Exercice court: Reproduisez telles quelles les lignes des enregistrements ci-dessous, depuis celle qui contient « Practice step: point at the power » jusqu'à celle qui contient « (1206, 323) », ces deux lignes incluses.

Données de travail:
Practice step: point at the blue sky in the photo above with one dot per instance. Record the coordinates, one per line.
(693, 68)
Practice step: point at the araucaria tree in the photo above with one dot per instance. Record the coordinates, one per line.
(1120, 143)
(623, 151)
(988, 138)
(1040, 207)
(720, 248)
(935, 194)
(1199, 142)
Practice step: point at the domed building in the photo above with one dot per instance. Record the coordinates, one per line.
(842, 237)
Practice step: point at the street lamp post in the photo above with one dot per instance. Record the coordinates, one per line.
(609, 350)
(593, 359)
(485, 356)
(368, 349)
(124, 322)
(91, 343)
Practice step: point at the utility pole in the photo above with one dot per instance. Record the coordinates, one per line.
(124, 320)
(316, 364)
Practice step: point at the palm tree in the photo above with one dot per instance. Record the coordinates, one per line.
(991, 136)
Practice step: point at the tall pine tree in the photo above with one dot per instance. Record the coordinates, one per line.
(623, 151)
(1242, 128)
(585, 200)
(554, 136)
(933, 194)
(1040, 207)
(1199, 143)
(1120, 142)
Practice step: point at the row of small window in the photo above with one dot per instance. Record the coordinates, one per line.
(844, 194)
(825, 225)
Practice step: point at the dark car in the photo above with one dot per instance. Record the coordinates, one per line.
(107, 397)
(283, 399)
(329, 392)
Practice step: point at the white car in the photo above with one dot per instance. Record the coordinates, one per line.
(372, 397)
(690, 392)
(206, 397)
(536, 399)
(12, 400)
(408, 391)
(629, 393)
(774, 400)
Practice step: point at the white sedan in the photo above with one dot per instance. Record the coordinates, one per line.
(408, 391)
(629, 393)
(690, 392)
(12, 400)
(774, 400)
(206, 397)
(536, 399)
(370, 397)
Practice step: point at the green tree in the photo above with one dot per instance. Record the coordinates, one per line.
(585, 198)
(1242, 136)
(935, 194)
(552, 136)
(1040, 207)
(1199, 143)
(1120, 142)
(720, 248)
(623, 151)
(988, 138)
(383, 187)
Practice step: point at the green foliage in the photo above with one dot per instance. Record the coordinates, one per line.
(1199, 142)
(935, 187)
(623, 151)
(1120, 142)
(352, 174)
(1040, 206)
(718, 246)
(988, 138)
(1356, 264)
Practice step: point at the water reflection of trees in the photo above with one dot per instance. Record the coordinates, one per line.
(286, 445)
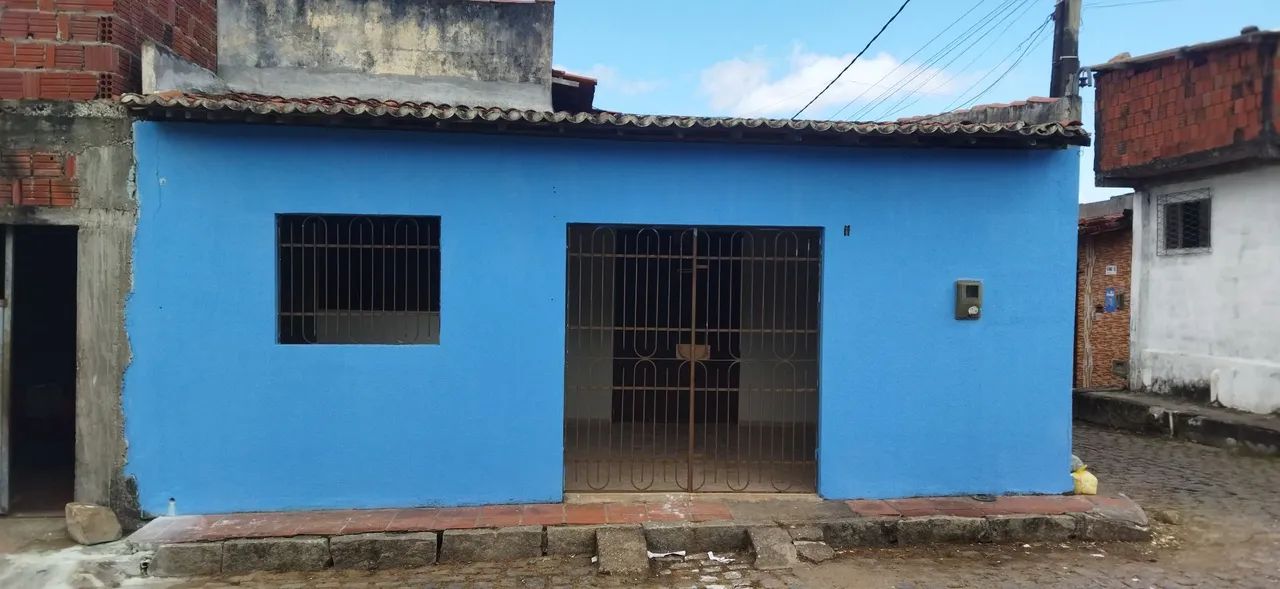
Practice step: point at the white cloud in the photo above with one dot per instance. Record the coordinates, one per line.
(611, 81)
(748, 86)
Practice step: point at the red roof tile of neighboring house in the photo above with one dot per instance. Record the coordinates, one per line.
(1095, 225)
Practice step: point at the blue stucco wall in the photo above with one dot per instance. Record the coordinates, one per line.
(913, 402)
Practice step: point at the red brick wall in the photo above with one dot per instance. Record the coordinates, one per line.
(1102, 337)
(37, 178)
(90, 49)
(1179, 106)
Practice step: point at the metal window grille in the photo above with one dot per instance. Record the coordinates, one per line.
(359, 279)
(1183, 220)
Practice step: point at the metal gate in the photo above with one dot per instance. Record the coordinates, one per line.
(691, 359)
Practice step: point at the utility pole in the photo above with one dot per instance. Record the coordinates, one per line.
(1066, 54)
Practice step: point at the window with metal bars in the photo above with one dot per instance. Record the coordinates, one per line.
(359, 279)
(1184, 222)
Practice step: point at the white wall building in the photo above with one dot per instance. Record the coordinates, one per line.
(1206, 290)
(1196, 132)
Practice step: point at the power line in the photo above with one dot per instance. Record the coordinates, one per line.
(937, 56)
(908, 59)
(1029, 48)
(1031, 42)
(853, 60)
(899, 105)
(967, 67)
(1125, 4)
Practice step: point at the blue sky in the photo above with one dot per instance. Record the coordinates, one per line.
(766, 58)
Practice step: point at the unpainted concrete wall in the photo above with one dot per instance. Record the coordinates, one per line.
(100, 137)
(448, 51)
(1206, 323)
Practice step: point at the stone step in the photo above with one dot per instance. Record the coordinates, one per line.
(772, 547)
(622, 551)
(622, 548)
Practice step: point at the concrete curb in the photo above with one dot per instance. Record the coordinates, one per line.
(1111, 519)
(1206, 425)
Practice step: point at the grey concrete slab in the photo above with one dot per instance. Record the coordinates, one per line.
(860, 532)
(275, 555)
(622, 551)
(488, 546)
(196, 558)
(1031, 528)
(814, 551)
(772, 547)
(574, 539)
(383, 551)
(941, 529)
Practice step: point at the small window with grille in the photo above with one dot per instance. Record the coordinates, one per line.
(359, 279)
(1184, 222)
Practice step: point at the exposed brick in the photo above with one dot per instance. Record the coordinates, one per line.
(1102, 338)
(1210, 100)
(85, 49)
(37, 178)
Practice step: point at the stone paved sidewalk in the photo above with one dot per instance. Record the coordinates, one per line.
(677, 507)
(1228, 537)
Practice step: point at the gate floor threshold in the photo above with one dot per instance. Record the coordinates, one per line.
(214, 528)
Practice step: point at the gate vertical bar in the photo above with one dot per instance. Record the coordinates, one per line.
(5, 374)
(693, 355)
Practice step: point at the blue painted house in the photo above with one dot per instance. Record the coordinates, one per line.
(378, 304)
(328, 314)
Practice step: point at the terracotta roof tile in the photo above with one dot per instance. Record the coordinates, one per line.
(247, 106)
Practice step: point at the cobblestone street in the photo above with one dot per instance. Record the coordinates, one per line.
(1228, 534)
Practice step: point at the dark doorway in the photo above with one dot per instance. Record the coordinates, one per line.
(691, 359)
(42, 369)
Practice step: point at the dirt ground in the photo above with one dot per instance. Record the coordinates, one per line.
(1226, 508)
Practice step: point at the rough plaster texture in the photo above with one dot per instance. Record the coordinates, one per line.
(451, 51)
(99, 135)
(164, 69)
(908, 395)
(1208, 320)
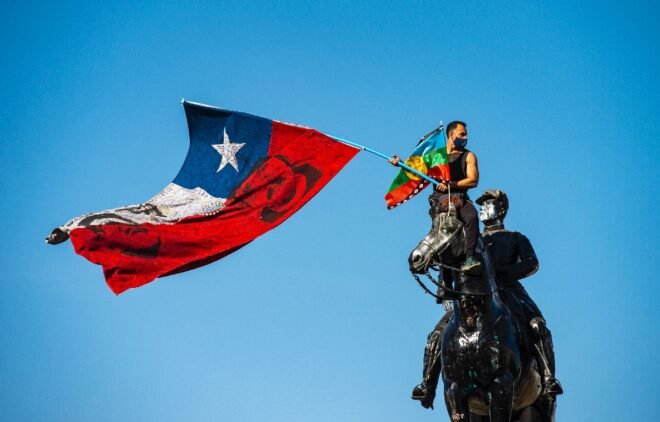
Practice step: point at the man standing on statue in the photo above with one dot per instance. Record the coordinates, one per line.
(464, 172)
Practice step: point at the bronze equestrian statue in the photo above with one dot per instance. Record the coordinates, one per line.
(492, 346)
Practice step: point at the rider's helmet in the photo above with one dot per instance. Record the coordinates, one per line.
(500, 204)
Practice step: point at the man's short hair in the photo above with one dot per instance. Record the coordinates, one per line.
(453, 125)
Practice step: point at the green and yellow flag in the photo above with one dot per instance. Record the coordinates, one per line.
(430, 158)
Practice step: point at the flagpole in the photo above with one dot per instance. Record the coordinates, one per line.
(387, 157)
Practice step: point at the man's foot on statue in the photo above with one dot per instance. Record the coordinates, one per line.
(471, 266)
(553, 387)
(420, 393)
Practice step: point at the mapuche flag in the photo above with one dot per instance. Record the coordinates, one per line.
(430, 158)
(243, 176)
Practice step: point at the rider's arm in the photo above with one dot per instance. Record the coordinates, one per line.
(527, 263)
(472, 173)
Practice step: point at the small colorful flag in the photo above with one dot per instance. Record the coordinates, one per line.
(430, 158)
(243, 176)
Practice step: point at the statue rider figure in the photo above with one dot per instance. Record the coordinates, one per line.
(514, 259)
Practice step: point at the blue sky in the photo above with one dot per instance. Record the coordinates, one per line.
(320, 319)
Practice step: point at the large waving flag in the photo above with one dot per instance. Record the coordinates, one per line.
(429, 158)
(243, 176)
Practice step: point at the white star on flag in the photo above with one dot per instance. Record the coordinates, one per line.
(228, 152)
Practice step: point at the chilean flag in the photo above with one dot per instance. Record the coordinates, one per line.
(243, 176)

--

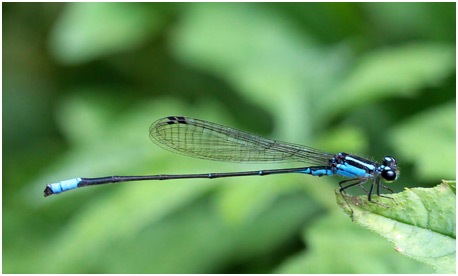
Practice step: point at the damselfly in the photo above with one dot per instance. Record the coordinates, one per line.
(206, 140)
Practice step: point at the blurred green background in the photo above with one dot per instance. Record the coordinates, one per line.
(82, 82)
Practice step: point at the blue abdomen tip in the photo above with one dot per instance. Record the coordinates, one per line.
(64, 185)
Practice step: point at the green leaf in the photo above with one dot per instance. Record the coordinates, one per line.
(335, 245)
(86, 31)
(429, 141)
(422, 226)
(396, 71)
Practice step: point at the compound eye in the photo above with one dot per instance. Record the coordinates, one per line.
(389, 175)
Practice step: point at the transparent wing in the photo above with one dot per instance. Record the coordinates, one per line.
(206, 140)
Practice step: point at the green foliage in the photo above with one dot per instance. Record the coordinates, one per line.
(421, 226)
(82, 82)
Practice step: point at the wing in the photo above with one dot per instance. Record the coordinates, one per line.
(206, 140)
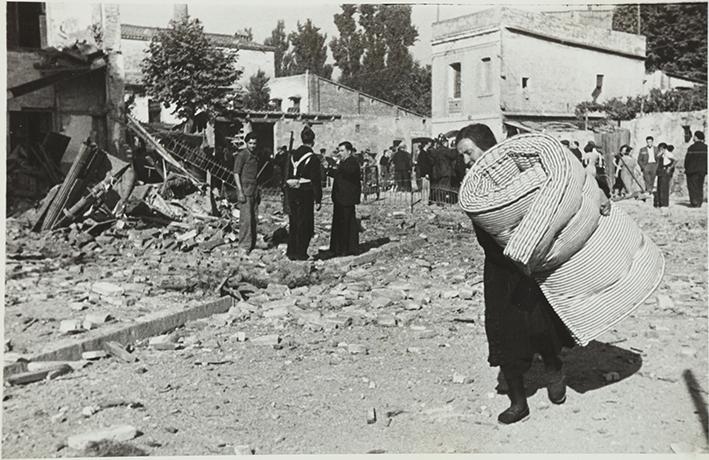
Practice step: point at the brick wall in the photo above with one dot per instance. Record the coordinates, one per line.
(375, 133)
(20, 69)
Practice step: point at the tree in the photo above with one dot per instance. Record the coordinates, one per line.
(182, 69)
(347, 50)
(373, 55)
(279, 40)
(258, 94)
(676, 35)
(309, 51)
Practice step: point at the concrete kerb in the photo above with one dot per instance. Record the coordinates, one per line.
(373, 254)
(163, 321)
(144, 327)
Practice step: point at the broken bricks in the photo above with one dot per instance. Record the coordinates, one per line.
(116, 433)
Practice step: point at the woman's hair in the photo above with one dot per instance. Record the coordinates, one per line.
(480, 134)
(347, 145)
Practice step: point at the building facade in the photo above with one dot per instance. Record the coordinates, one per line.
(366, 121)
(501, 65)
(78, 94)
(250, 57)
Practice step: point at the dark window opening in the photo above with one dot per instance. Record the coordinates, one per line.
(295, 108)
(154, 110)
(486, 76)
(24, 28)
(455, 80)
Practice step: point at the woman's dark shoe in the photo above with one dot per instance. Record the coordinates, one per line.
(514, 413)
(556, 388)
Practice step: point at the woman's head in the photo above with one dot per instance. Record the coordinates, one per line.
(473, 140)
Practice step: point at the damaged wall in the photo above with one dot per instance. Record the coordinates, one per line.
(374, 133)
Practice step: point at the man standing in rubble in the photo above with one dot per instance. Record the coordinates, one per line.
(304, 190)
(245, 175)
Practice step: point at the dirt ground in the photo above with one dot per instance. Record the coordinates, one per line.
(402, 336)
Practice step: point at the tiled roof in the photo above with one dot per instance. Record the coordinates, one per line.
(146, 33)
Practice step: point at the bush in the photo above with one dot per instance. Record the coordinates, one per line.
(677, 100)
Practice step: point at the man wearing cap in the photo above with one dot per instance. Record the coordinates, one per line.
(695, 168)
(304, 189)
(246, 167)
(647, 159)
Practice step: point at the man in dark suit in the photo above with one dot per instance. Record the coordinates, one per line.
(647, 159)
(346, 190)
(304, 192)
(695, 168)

--

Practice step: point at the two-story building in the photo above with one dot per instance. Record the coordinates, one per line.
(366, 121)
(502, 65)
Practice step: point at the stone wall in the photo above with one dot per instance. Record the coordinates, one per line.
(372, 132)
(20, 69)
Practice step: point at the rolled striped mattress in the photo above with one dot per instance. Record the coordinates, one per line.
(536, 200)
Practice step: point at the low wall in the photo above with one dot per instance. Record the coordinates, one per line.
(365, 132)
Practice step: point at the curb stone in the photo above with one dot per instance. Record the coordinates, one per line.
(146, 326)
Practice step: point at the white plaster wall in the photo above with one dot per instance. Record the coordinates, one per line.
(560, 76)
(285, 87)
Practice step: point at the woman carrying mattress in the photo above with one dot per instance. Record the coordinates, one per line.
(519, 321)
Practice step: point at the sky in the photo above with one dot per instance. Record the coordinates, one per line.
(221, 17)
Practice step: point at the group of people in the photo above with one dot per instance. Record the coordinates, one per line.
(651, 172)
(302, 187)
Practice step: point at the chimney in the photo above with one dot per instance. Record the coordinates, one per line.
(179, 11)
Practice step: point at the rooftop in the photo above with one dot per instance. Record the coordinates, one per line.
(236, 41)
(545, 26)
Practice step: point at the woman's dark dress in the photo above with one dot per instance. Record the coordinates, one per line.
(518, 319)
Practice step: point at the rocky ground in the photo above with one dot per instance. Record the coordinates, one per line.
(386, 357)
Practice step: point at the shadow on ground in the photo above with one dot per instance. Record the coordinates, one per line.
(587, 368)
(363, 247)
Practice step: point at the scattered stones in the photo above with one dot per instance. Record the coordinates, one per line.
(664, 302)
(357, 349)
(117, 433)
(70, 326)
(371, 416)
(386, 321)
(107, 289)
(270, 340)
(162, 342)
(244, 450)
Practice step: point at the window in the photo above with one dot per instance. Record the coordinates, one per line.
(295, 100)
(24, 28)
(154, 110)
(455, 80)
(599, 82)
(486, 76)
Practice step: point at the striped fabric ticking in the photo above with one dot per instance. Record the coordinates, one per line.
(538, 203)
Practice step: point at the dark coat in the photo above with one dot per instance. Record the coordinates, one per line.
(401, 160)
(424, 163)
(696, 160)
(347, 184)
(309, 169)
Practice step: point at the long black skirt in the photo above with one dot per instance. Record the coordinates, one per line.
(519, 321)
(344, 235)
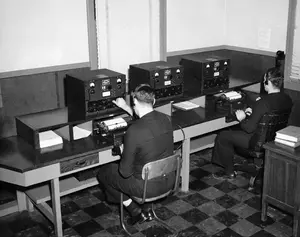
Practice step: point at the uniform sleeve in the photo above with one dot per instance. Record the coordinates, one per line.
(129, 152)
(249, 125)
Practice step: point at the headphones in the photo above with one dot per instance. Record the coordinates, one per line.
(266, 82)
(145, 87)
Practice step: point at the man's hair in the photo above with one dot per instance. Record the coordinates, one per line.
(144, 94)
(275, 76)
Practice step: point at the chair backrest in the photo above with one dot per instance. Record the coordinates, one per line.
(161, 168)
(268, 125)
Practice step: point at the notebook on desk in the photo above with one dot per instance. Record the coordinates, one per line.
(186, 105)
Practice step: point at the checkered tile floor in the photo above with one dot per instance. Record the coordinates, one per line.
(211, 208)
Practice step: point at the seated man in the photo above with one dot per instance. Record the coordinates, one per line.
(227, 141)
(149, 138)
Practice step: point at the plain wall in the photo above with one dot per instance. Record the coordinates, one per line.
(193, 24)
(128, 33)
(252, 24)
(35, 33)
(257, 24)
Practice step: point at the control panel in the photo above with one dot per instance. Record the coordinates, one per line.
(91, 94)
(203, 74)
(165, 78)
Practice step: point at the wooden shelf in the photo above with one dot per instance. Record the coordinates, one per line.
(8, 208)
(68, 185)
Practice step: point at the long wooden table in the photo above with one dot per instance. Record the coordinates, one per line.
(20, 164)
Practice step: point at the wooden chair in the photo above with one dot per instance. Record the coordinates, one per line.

Corrigé:
Practice step: point at the power line in the photo above with one dot per instance. Record the coordinates, one per line.
(937, 56)
(908, 59)
(1029, 48)
(1031, 42)
(853, 60)
(899, 105)
(967, 67)
(1125, 4)
Practice step: point at the blue sky in the photo above with one dot per instance. Record the coordinates, one per line.
(766, 58)
Practice step: point at the unpainted concrete wall in the photo above with one dot per instance. Record the coordinates, one per line.
(100, 137)
(448, 51)
(1206, 323)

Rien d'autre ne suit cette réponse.